#### [SUPPLIED ENTRIES]

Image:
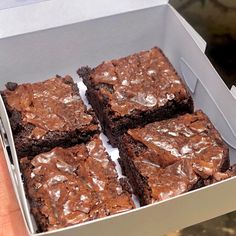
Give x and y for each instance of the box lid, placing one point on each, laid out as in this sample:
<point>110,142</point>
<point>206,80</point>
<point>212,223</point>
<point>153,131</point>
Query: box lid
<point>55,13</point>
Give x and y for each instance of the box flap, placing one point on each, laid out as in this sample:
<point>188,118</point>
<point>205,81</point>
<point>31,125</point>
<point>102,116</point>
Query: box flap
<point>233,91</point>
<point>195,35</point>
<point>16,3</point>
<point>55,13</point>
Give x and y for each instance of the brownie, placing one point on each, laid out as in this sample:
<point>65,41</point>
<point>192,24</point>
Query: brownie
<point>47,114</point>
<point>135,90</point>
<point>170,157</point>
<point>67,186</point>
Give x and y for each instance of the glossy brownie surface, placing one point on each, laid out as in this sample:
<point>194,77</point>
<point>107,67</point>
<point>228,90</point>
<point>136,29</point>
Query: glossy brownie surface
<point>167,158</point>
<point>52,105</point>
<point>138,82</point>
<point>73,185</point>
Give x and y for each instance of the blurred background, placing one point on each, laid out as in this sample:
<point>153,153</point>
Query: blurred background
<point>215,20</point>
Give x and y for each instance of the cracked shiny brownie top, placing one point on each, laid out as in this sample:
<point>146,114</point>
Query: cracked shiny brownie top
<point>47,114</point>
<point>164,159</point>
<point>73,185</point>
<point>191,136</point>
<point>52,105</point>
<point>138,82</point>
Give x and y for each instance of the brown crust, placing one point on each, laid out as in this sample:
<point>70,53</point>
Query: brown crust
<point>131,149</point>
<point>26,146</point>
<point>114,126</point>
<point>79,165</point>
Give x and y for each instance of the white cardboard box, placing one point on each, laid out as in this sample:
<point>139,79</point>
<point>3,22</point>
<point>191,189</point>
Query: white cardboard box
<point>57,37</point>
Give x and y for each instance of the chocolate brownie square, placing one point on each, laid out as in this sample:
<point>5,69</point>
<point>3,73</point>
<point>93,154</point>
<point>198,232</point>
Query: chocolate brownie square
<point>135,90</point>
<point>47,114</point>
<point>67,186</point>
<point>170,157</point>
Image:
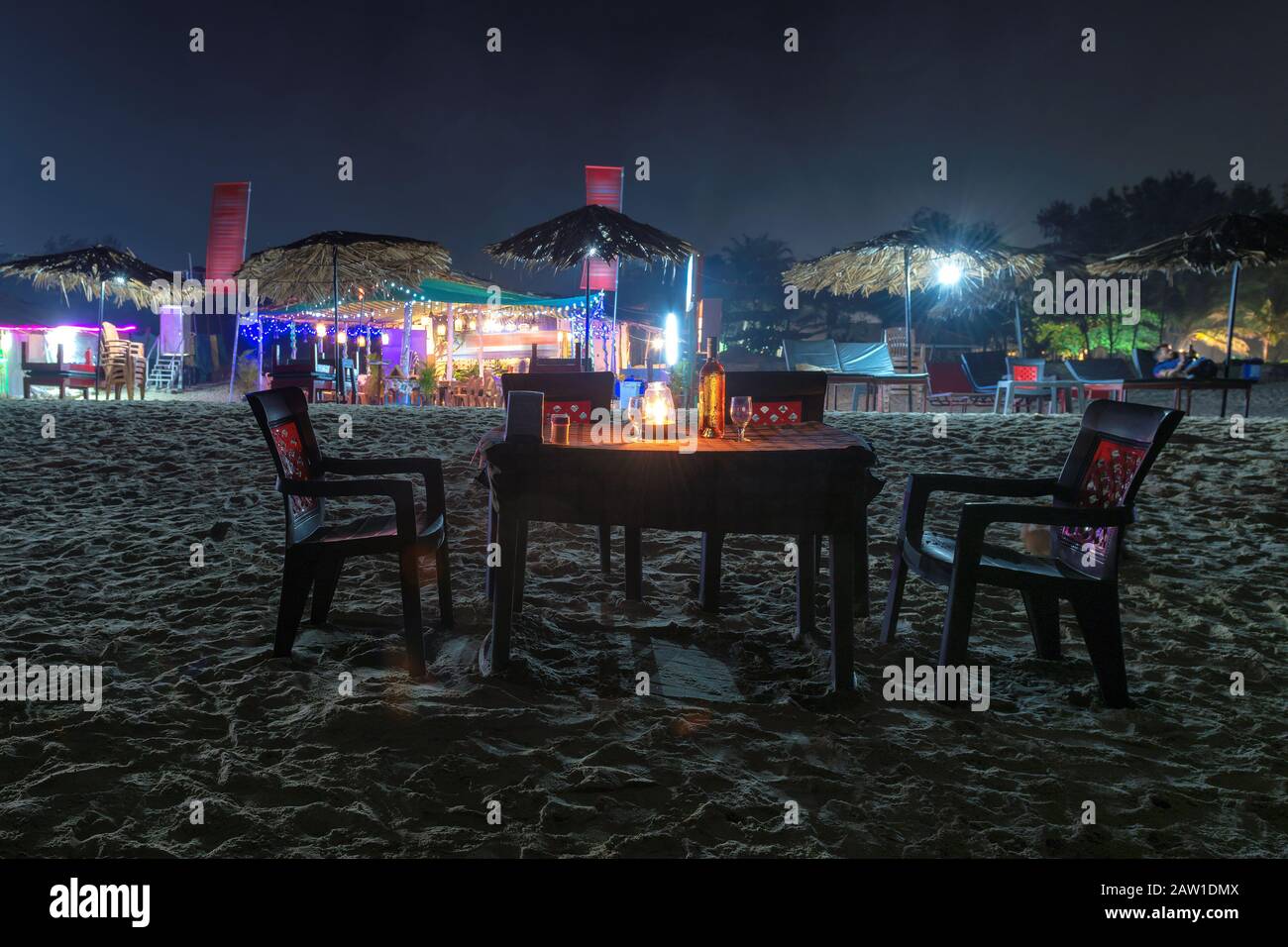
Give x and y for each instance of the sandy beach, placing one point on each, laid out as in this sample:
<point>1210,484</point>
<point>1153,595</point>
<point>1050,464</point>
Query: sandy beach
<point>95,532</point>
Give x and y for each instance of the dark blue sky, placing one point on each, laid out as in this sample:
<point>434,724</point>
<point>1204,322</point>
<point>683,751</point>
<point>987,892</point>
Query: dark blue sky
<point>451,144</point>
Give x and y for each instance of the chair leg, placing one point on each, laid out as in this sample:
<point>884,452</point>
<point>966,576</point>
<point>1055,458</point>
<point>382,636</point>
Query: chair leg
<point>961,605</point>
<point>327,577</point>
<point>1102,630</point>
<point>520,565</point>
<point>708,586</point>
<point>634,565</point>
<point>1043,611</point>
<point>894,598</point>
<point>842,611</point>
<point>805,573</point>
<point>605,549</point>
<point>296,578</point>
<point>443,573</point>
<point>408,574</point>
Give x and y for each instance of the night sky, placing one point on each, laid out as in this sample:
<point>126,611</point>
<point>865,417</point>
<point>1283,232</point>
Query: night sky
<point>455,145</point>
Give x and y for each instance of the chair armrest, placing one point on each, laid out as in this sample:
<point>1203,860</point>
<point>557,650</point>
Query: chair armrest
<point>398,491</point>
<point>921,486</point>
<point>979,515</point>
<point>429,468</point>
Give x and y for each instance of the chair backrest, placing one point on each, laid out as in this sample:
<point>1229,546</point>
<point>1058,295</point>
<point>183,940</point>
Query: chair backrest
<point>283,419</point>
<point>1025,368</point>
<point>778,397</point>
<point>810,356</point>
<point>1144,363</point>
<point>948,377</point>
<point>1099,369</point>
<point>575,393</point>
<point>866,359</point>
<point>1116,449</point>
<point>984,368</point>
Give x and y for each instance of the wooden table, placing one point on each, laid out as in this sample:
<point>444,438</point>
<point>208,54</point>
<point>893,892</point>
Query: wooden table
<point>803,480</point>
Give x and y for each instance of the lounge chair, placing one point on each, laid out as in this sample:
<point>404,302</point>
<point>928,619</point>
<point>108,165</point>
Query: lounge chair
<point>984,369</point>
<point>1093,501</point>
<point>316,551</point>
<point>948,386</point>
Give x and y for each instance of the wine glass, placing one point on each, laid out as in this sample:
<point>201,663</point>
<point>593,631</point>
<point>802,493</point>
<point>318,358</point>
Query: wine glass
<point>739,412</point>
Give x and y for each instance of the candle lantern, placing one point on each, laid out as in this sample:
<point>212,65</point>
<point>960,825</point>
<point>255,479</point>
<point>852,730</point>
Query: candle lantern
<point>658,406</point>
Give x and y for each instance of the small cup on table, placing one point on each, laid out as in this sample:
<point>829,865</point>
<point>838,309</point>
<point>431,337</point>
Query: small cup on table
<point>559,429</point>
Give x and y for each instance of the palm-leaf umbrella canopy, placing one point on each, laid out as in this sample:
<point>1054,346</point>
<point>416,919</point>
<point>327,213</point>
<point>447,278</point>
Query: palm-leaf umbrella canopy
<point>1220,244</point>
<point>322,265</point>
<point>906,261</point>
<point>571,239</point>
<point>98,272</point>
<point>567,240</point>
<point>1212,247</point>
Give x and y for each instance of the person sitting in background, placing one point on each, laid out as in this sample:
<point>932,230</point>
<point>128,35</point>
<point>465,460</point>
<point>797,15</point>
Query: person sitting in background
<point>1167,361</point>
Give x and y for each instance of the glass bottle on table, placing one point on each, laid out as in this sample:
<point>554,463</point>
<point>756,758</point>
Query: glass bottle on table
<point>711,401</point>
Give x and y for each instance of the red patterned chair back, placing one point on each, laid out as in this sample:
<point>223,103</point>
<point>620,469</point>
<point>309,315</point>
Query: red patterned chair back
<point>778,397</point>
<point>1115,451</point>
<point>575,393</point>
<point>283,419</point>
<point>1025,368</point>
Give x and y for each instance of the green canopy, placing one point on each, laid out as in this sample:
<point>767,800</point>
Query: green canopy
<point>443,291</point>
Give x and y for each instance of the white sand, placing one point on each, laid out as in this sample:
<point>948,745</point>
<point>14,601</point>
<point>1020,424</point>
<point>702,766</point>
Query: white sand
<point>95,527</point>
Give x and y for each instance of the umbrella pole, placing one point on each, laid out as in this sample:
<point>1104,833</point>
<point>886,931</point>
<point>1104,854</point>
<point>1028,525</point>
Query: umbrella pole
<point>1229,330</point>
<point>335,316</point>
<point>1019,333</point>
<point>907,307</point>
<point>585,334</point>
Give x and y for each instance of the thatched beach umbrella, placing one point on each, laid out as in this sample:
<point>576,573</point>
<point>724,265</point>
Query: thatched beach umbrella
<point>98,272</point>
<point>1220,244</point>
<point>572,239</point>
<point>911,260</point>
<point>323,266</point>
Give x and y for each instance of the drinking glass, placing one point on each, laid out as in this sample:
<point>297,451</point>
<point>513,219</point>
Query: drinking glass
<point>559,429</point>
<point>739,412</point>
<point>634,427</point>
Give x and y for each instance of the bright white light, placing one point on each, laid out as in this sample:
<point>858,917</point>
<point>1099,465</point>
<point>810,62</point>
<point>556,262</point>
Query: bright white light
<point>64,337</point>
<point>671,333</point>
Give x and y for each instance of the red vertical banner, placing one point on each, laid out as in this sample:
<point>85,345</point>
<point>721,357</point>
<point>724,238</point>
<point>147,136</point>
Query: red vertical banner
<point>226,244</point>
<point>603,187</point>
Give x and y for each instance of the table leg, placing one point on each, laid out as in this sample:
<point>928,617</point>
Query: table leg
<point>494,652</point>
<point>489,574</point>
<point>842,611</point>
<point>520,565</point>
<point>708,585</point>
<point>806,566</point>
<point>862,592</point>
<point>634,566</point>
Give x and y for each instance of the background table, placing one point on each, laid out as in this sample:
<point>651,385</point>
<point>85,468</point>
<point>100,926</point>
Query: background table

#### [DESCRIPTION OF THE TASK]
Rewrite the material starting at the line that contains "Give x and y for each instance of the bright" and ending at the line that contains "<point>603,187</point>", swapping "vertical" for "hanging" and leaving everything else unchanged.

#### [FINISHED EXERCISE]
Give x and y for each instance of the bright white light, placing one point on each, laid out as in this sample:
<point>858,917</point>
<point>1099,465</point>
<point>810,62</point>
<point>556,262</point>
Query: bright white light
<point>64,337</point>
<point>671,333</point>
Give x and y for each instance of the red hanging banner, placing one point on each, laid out as in this sample:
<point>85,345</point>
<point>721,357</point>
<point>724,238</point>
<point>147,136</point>
Query: red hanging banner
<point>226,244</point>
<point>603,187</point>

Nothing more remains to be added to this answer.